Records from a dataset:
════════════════════

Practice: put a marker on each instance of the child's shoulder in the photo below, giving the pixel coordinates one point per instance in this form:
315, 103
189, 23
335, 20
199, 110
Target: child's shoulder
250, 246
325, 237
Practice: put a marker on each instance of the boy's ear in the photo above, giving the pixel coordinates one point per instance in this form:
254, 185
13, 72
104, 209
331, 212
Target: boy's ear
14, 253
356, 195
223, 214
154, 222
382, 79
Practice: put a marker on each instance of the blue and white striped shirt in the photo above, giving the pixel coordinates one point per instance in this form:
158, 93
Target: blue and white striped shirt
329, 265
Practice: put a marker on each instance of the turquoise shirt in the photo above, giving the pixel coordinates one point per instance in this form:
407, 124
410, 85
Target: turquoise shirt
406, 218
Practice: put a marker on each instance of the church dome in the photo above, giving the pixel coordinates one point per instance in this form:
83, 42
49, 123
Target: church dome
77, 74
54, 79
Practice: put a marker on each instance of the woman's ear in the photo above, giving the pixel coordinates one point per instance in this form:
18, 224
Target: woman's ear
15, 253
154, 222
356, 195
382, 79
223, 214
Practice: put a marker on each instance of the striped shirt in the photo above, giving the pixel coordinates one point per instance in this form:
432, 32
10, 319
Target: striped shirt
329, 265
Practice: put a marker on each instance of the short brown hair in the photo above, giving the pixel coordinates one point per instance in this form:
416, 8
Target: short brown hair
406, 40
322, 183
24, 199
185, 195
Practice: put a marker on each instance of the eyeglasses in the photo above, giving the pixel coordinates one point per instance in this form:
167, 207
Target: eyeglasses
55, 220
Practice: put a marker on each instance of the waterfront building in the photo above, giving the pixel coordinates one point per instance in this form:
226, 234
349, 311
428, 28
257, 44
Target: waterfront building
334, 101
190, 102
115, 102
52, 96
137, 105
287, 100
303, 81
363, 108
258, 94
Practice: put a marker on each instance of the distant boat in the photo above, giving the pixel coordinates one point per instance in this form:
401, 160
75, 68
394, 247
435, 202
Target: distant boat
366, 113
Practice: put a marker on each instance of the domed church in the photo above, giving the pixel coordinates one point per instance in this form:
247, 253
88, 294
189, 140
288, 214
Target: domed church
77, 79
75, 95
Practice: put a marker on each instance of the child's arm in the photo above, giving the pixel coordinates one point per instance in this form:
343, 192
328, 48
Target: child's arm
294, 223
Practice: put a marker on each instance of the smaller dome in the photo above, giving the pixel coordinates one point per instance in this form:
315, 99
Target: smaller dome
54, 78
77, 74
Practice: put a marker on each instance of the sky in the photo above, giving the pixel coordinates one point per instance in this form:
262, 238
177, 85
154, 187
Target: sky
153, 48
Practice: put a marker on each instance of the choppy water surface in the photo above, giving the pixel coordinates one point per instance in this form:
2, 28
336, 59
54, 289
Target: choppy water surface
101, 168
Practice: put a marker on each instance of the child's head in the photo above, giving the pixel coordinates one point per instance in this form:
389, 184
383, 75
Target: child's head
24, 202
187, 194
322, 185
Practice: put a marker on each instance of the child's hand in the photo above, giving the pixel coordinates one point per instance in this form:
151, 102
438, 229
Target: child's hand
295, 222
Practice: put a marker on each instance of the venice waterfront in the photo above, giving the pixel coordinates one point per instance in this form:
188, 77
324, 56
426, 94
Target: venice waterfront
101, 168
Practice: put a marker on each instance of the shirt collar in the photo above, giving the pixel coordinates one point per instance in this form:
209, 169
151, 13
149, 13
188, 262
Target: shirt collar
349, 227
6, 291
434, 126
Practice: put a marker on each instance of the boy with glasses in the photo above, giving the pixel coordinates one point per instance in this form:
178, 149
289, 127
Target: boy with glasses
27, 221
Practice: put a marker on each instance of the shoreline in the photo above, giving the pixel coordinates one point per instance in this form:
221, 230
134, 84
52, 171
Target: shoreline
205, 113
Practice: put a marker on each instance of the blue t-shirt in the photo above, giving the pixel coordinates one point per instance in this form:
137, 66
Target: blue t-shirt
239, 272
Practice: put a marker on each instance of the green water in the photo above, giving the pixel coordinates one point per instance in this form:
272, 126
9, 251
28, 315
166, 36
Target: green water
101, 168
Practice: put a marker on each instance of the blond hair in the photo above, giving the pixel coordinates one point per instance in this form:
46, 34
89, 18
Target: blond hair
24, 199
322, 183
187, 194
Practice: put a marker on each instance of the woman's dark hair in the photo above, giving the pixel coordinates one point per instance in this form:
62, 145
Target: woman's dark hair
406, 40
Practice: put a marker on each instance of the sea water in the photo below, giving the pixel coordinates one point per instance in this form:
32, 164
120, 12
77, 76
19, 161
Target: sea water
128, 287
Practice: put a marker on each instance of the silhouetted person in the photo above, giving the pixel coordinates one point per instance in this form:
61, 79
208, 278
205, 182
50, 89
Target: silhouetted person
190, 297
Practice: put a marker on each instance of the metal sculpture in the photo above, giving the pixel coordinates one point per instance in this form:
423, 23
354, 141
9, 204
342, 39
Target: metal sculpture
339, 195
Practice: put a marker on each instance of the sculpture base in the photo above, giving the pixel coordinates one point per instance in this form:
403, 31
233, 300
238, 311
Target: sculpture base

════════════════════

#### [Objective]
Repeat all of the entries exactly.

#### [Solution to the exercise]
Practice: put a marker on each instance of the child's shoulder in the photo below, giving the pixel coordinates one point per instance in this form:
315, 103
189, 23
335, 20
199, 110
Target: child's shoulder
250, 246
325, 237
Practice: put a marker on each instance of the boy's ear in the photo above, giving the pixel coordinates one point per instance in this form:
254, 185
13, 72
104, 209
331, 212
Target: boy's ear
14, 253
356, 195
223, 214
154, 222
382, 79
Practice: put a marker on each instance of the blue and white striped shirt in the photo above, giving the pixel coordinates one point per instance in this form:
158, 93
Target: blue and white striped shirt
329, 265
Practice: put a marker on each instance of the turquoise shirt in the photo above, giving the pixel coordinates one point per instance in this form:
407, 124
410, 85
Target: turquoise shirt
406, 218
Practice: put a marker on each instance of the church dome in the photo above, giving the pixel coordinates one point per instance in this form:
83, 42
49, 123
Target: church dome
77, 74
54, 79
Practice: put a marker on each instance of the woman's ear in the photo above, giving the pixel coordinates one point per instance in this form:
18, 224
Target: woman's ear
15, 253
154, 222
356, 195
382, 79
223, 214
Practice: put a marker on each instance of the striped shirt in the photo above, giving the pixel coordinates one point per instance in this form:
432, 32
10, 319
Target: striped shirt
329, 265
Practice: put a marker on each instance of the short brown hair in the photo above, giving the pixel coordinates one point per instance in this form:
416, 8
Target: short brown hair
406, 40
322, 183
24, 199
185, 195
Practice: put a marker on each instance of the eyeglasses in the photo above, giving the pixel coordinates one point per instance in this form:
167, 207
Target: eyeglasses
55, 220
Practice: put a marker on each instance of the waterfront building in the photo above, giving the pixel coordinates one point per instance in this form:
226, 234
349, 311
428, 28
257, 44
Target: waterfront building
334, 101
190, 102
115, 102
52, 96
137, 105
287, 100
303, 81
363, 108
258, 94
Practice: put a marker on each instance of the distant boat in the photo above, giving the pixel coordinates one point per instance in this form:
401, 160
75, 68
394, 247
435, 202
Target: distant boat
366, 113
Practice: put a marker on each instance of the domed church in the photo above, giving the pixel coordinates one point per instance in this form:
247, 253
88, 294
189, 140
288, 214
Target: domed church
77, 79
75, 95
Practice: put a marker on each instance of the child's arm in the photo above, giving the pixel coordinates one point per instance in this form:
343, 192
328, 48
Target: child's arm
294, 223
Practice: put a marker on each instance of the smaller dome in the photo above, giving the pixel coordinates one point per instance in this form:
315, 99
Target: smaller dome
54, 78
77, 74
Practice: put a marker on each instance of the sky in the photo above, giving the pixel coordinates one point per instance in this form:
262, 238
177, 85
154, 187
Target: sky
153, 48
Practice: put a marker on each instance of the choppy water surface in the photo above, giving the pixel coordinates one point per instance in this form:
2, 28
336, 59
54, 289
Target: choppy water surface
101, 168
Practice: put a marker on each instance of the child's head in the photo above, giving the pixel coordinates one point per instance in this form:
389, 184
383, 75
Target: child's head
24, 202
187, 194
322, 185
Practice: put a marker on each instance of the child's hand in the photo above, giving the pixel coordinates one point per instance in this form:
151, 102
438, 229
Target: child's hand
295, 222
Practice: put a marker on each instance of the venice waterfront in the photo above, giving the pixel coordinates one point per instance in this form:
188, 77
324, 56
426, 94
Target: venice waterfront
101, 168
Practice: put a marker on each instance of the shirt collar in the photo above, giving the pixel coordinates one point per instance in this form:
209, 169
151, 13
149, 13
188, 262
Target: shirt collar
349, 227
6, 291
434, 126
Practice: put a marker on each instance of the boy with glasses in the photo above, giving the pixel coordinates one point per instance in this form:
178, 149
289, 127
Target: boy with glasses
27, 221
Practice: put a marker on each instance of the shoreline in the photo above, giving the pixel coordinates one point per instance in this form:
221, 230
134, 84
52, 171
Target: shoreline
205, 113
Practice: put a marker on each instance of the blue t-shirt in the photo above, giving the pixel coordinates one point per instance in this form:
137, 66
Target: blue t-shirt
239, 272
Practice: put a marker on each instance of the green water in the photo above, giving the pixel coordinates one point per instance in this form:
272, 126
9, 251
28, 315
166, 36
Target: green water
101, 168
Practice: put a marker on each instance of the blond hair in the photo above, giving the pixel coordinates one point per instance in this form:
46, 34
89, 18
Target: blond hair
24, 199
322, 183
187, 194
Practice: put a marker on each instance of the woman's dark hair in the photo above, giving the pixel coordinates one point per instance in this form:
62, 145
Target: woman's dark hair
406, 40
Practice: put a marker on each instance of the sea water in the photo below, giving the pixel coordinates one point per instance in this form:
32, 164
120, 12
77, 76
19, 161
Target: sea water
128, 287
Practice: put a marker on each instance of the silhouetted person in the photo above, giving the pixel coordinates one point per instance in this form:
61, 79
208, 278
205, 182
50, 89
Target: silhouetted person
190, 297
Practice: put a marker on each instance of the metal sculpture in the photo above, giving the pixel coordinates one point per instance in this form:
423, 23
354, 141
9, 204
342, 39
Target: metal sculpture
339, 195
Practice: put a marker on each instance of the sculpture base in the photo above, giving the pixel coordinates one point per instance in this form:
403, 31
233, 300
238, 311
Target: sculpture base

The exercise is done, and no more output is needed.